• **EXERCISE AIM**
Count the lines in the entries below that contain the string "shop". Give only the number.

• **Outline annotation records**

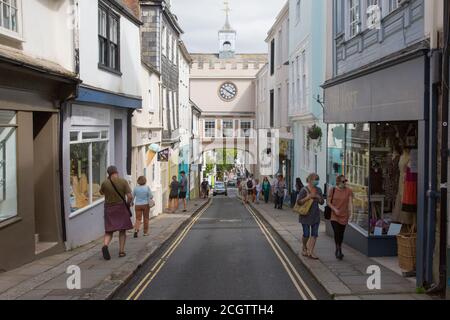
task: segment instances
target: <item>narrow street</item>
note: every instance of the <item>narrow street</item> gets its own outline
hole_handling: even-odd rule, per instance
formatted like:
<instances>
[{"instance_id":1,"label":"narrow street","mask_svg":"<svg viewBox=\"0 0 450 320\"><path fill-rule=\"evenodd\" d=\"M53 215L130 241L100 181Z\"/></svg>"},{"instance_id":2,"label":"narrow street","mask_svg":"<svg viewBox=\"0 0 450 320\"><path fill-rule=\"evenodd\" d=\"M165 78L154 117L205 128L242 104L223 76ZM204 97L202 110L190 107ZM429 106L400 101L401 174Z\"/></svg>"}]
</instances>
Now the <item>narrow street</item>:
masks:
<instances>
[{"instance_id":1,"label":"narrow street","mask_svg":"<svg viewBox=\"0 0 450 320\"><path fill-rule=\"evenodd\" d=\"M175 236L150 259L115 299L328 298L295 255L275 235L263 231L266 228L237 198L214 198L193 222L187 233Z\"/></svg>"}]
</instances>

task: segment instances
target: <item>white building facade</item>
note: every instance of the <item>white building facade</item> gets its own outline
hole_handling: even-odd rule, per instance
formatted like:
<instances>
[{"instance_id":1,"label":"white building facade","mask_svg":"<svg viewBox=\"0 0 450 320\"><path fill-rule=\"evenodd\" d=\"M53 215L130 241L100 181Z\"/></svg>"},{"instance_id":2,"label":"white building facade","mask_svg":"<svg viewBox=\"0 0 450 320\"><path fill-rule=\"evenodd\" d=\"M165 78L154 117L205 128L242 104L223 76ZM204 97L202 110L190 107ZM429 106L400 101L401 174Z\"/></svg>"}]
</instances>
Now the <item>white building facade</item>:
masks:
<instances>
[{"instance_id":1,"label":"white building facade","mask_svg":"<svg viewBox=\"0 0 450 320\"><path fill-rule=\"evenodd\" d=\"M83 84L63 110L67 248L104 233L100 185L109 165L131 180L132 115L142 107L140 20L119 1L78 0L75 7Z\"/></svg>"},{"instance_id":2,"label":"white building facade","mask_svg":"<svg viewBox=\"0 0 450 320\"><path fill-rule=\"evenodd\" d=\"M326 181L326 126L321 85L325 78L324 1L289 1L289 118L294 135L293 176L306 183L315 172ZM321 139L308 131L316 126Z\"/></svg>"}]
</instances>

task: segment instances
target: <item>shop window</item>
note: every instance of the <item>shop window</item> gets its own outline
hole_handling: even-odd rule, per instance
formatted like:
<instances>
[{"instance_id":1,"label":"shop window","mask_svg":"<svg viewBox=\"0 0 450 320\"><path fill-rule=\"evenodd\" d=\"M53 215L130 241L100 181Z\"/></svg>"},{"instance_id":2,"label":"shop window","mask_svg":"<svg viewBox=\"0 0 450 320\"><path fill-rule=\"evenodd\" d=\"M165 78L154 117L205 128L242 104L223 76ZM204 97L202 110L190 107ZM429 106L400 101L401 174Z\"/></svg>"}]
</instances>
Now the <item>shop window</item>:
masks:
<instances>
[{"instance_id":1,"label":"shop window","mask_svg":"<svg viewBox=\"0 0 450 320\"><path fill-rule=\"evenodd\" d=\"M347 125L345 141L345 174L353 190L351 222L368 232L369 213L369 138L367 124Z\"/></svg>"},{"instance_id":2,"label":"shop window","mask_svg":"<svg viewBox=\"0 0 450 320\"><path fill-rule=\"evenodd\" d=\"M371 235L394 235L416 223L417 135L417 122L371 124Z\"/></svg>"},{"instance_id":3,"label":"shop window","mask_svg":"<svg viewBox=\"0 0 450 320\"><path fill-rule=\"evenodd\" d=\"M327 183L336 186L336 178L344 174L345 124L328 127Z\"/></svg>"},{"instance_id":4,"label":"shop window","mask_svg":"<svg viewBox=\"0 0 450 320\"><path fill-rule=\"evenodd\" d=\"M0 111L0 222L17 216L16 113Z\"/></svg>"},{"instance_id":5,"label":"shop window","mask_svg":"<svg viewBox=\"0 0 450 320\"><path fill-rule=\"evenodd\" d=\"M80 130L71 132L71 137L70 206L73 213L103 199L100 186L107 177L108 132Z\"/></svg>"}]
</instances>

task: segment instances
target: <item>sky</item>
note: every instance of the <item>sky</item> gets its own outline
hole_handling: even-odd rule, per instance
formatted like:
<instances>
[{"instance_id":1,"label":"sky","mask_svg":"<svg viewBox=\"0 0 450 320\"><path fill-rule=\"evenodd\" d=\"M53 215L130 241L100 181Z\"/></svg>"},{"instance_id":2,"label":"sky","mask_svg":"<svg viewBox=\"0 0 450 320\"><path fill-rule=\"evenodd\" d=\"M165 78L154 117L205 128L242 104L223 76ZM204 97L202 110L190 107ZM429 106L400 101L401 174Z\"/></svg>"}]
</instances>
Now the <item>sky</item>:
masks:
<instances>
[{"instance_id":1,"label":"sky","mask_svg":"<svg viewBox=\"0 0 450 320\"><path fill-rule=\"evenodd\" d=\"M265 53L267 32L286 0L229 0L230 23L237 31L238 53ZM172 0L172 12L191 53L216 53L217 32L225 24L224 0Z\"/></svg>"}]
</instances>

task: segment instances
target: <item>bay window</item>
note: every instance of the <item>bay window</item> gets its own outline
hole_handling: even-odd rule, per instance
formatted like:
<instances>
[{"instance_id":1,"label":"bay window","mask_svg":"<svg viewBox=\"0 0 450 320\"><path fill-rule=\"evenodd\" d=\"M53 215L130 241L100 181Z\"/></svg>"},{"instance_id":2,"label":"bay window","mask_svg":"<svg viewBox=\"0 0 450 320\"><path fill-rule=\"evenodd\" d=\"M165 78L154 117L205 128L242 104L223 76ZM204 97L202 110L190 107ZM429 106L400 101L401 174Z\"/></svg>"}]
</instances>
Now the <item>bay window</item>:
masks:
<instances>
[{"instance_id":1,"label":"bay window","mask_svg":"<svg viewBox=\"0 0 450 320\"><path fill-rule=\"evenodd\" d=\"M107 177L109 131L82 128L70 132L71 212L103 199L101 183Z\"/></svg>"},{"instance_id":2,"label":"bay window","mask_svg":"<svg viewBox=\"0 0 450 320\"><path fill-rule=\"evenodd\" d=\"M120 17L100 4L98 8L99 66L120 71Z\"/></svg>"}]
</instances>

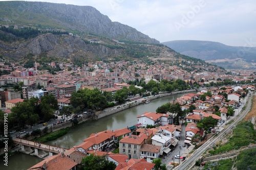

• **CORRECT ANSWER**
5